[Text shown]:

☆ ☆ ☆

The basis of global competition has moved, almost exclusively, to innovation and technology. With the hard lesson of Covid-19 that everything in the world could depend on technology, smart countries are upgrading their technological assets, especially talents, rapidly. Although Malaysia has been making many encouraging efforts and some results achieved, there is still a big room for improvement if we hope to remain competitive and achieve our vision of becoming an entrepreneurial country by 2030. More specifically, if we hope to have a chance at competing effectively with other countries in terms of investment attraction and economic growth, we need to triple our efforts. While I personally do not believe that throwing money at problems is the best way to solve them, I am convinced that a smarter investment of more resources in education, particularly in talent development and applied research is the right way to go. By smart investment, I mean investment in well-thought-out projects, programmes and initiatives that have clear innovation-technology-driven key objectives and results (OKR), and accountability framework. Part of my definition of smart is that there must be a policy in place that protects this investment from politics and political interference, both in hiring those who manage them and in their operations.
More so, if we are going to win as a country, we must work together as one team. There may be a need to revise policies and practices to encourage or even incentivise ministries and agencies working together coherently and ensuring that all initiatives come with a systematic follow-up and follow through. Equally important and needing to be stressed is that we cannot afford to continue to pursue one-off, ad-hoc initiatives. Instead of multiple programs and initiatives – some of which are duplicitous, with only a marginal outcome, we must pool resources together to pursue a few big, high-impact projects. More than ever before, industries and universities must work hand in hand to push the nation’s innovation agenda. Universities must look beyond ranking and rating, and place more emphasis on talent development. Our curriculum needs serious revamp to make it more relevant to and capable of delivering the skills needed to live and work in the 21st Century. We need an experiential, out-of-classroom framework for teaching any subject that comes with learning activities that get students to acquire such skills as problem-solving, innovation, critical thinking, communication, self-regulation, and productive use of technology.

☆ ☆ ☆

[What to produce]: Quote the whole passage on Malaysia's innovation and talent development word for word. The lines that come next are drawn from a different source than the passage.

[Dataset content]:
☆ ☆ ☆

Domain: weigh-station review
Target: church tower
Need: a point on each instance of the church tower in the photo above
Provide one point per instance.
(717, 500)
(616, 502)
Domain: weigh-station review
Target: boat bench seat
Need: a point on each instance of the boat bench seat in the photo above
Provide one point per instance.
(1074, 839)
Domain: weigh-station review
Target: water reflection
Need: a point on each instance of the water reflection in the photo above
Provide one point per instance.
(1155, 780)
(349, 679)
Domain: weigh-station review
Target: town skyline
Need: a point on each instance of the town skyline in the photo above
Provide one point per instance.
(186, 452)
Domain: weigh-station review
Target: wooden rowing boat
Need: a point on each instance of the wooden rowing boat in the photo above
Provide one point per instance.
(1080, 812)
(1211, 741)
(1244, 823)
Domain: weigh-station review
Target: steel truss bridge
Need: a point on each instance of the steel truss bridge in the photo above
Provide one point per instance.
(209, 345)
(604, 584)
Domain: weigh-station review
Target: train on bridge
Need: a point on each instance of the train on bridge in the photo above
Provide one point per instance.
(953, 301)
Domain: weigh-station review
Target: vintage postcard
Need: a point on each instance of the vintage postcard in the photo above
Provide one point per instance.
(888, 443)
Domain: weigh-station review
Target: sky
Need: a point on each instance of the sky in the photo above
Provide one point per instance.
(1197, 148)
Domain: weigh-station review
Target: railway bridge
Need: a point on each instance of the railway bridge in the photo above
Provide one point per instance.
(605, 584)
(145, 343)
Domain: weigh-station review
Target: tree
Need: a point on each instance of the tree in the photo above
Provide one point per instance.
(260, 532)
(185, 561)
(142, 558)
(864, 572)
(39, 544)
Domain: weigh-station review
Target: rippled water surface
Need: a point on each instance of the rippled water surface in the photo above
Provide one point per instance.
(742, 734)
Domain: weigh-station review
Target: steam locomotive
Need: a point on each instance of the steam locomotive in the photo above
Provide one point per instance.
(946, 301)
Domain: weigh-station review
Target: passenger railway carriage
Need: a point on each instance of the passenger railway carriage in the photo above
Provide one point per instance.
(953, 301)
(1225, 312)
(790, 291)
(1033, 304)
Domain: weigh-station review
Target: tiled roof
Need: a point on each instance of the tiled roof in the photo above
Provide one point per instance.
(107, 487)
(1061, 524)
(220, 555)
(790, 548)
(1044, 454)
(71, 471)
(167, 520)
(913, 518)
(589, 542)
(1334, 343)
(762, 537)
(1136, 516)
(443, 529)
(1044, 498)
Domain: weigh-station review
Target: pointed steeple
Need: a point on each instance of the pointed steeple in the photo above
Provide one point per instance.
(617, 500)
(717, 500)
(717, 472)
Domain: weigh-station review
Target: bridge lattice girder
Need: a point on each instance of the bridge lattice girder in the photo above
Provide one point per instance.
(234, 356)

☆ ☆ ☆

[Exercise response]:
The basis of global competition has moved, almost exclusively, to innovation and technology. With the hard lesson of Covid-19 that everything in the world could depend on technology, smart countries are upgrading their technological assets, especially talents, rapidly. Although Malaysia has been making many encouraging efforts and some results achieved, there is still a big room for improvement if we hope to remain competitive and achieve our vision of becoming an entrepreneurial country by 2030. More specifically, if we hope to have a chance at competing effectively with other countries in terms of investment attraction and economic growth, we need to triple our efforts. While I personally do not believe that throwing money at problems is the best way to solve them, I am convinced that a smarter investment of more resources in education, particularly in talent development and applied research is the right way to go. By smart investment, I mean investment in well-thought-out projects, programmes and initiatives that have clear innovation-technology-driven key objectives and results (OKR), and accountability framework. Part of my definition of smart is that there must be a policy in place that protects this investment from politics and political interference, both in hiring those who manage them and in their operations.
More so, if we are going to win as a country, we must work together as one team. There may be a need to revise policies and practices to encourage or even incentivise ministries and agencies working together coherently and ensuring that all initiatives come with a systematic follow-up and follow through. Equally important and needing to be stressed is that we cannot afford to continue to pursue one-off, ad-hoc initiatives. Instead of multiple programs and initiatives – some of which are duplicitous, with only a marginal outcome, we must pool resources together to pursue a few big, high-impact projects. More than ever before, industries and universities must work hand in hand to push the nation’s innovation agenda. Universities must look beyond ranking and rating, and place more emphasis on talent development. Our curriculum needs serious revamp to make it more relevant to and capable of delivering the skills needed to live and work in the 21st Century. We need an experiential, out-of-classroom framework for teaching any subject that comes with learning activities that get students to acquire such skills as problem-solving, innovation, critical thinking, communication, self-regulation, and productive use of technology.